DATA PROVIDED:
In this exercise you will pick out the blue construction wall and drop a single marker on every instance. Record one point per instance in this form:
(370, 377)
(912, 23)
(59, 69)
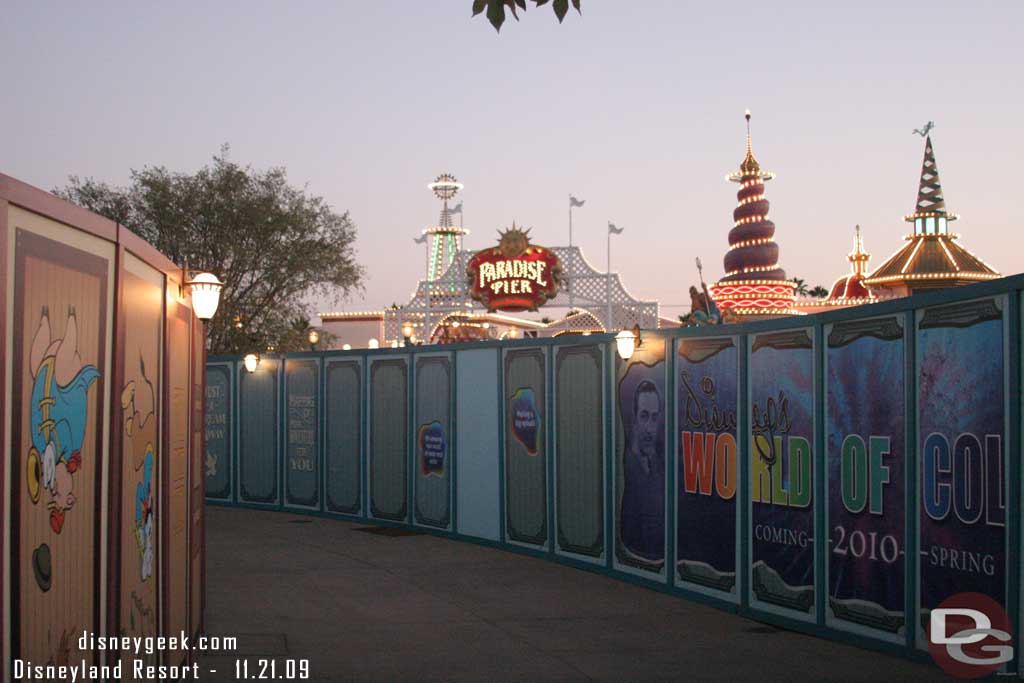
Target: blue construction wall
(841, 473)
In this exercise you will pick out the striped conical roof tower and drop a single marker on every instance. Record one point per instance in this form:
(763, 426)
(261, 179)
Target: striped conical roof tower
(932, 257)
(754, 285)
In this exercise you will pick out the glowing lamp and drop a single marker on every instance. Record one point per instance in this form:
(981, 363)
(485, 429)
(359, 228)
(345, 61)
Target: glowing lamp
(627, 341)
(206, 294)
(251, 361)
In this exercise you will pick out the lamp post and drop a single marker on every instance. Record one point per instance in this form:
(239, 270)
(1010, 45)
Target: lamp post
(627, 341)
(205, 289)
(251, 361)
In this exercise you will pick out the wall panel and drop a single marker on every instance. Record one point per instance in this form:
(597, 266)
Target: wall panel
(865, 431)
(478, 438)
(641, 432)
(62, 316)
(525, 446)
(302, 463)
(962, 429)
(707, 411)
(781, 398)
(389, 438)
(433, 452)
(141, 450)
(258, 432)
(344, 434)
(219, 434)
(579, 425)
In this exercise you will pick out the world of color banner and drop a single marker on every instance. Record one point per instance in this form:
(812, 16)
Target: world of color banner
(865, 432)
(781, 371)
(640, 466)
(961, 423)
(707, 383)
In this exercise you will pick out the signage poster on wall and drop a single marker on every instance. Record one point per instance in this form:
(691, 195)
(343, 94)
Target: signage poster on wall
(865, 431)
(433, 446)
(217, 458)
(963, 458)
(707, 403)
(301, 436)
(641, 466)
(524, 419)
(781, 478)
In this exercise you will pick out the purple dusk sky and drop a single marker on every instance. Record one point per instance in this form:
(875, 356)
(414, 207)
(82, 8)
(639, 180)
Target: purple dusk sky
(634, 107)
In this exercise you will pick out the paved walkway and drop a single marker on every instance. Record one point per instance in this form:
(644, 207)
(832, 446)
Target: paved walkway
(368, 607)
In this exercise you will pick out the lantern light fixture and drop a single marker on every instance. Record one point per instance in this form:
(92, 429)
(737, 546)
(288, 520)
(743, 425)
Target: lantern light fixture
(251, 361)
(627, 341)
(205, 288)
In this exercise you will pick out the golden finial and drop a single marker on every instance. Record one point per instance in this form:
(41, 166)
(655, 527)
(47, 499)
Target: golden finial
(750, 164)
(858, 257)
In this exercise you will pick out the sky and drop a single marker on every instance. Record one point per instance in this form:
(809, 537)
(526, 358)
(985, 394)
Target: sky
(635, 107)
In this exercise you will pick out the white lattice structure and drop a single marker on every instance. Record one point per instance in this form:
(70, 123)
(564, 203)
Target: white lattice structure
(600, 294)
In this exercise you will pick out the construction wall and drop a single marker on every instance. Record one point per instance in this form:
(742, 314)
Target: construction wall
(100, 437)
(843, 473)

HOW TO COMPLETE THIS TASK: The records above must be echoed exactly, minus their pictures.

SOLUTION FOR THIS EXERCISE:
In this exercise you will pick out the blue construction wall and drop a single marker on every instance. Record one point per instance in this form:
(370, 377)
(912, 23)
(59, 69)
Target: blue construction wall
(841, 473)
In this exercise you will pick out the striped conical roof tower and drop a single marker on every instance. Record one point per instance in this form:
(763, 426)
(261, 179)
Target: striped conical roof tower
(932, 257)
(754, 285)
In this exercise you will pick out the glowing lamp and drop a single marker on every instance. Record one point per instance in this form:
(981, 363)
(485, 429)
(359, 228)
(345, 61)
Target: glowing lamp
(627, 341)
(206, 294)
(251, 361)
In this exercise you will pick out the lamp post and drop a single marker on every instance. Record one point per instance in this form:
(239, 270)
(1010, 45)
Target: lamp post
(627, 341)
(205, 289)
(251, 361)
In this exercise you will pick out the wall panel and drop a single marker on every instance. Record one point per instance in this form:
(597, 266)
Target: wall panel
(865, 431)
(478, 438)
(641, 432)
(62, 316)
(525, 446)
(302, 463)
(962, 429)
(707, 411)
(781, 398)
(389, 438)
(433, 452)
(141, 450)
(258, 432)
(344, 434)
(219, 434)
(579, 425)
In this exercise you will pick out the world of color banner and drop a single marker on every instance. Record one point per instance in this form:
(812, 16)
Target: world of color banner
(865, 432)
(781, 371)
(640, 466)
(961, 423)
(707, 383)
In this exercise you will pick out the signage poster on wall and drop a single marker on every instance. Record one point per instance in this form:
(691, 195)
(343, 94)
Target: signage poster on wall
(865, 431)
(433, 446)
(217, 458)
(963, 458)
(707, 403)
(301, 436)
(641, 466)
(524, 419)
(781, 478)
In this exercise you will pick out the purple dusk sky and drop a single marker on every instance. Record one point per instance in this form:
(875, 356)
(414, 207)
(82, 8)
(639, 180)
Target: purple dusk sky
(634, 107)
In this exercise you will pick out the paved walkway and drop a single marker on every instance. Record one point per instance in this form:
(644, 207)
(832, 446)
Target: paved walkway
(368, 607)
In this exercise you will pick out the lantern light fixture and drop a single marker on every instance. Record one point per instance in this form:
(92, 429)
(737, 546)
(288, 520)
(743, 425)
Target: lantern light fixture
(251, 361)
(627, 341)
(205, 288)
In this exercise you will pick out the golden finial and drop a single marker on every instance. Record one point per instance in this form:
(41, 166)
(655, 527)
(47, 499)
Target: golden finial
(750, 164)
(858, 257)
In this exercise you will pick out the sky and drop a single marker on every instance. Record one point per instance in this form:
(809, 537)
(526, 358)
(985, 394)
Target: sky
(635, 107)
In this exercise you will pick out the white lattice structure and drop a single marker on every instance. Record one point per instance in this form:
(70, 123)
(564, 203)
Target: white lattice structure
(600, 294)
In this exercise you will pick out the construction wall and drop a single marker on every instance. Record one point per instance in this form:
(742, 314)
Target: construction wall
(100, 437)
(843, 473)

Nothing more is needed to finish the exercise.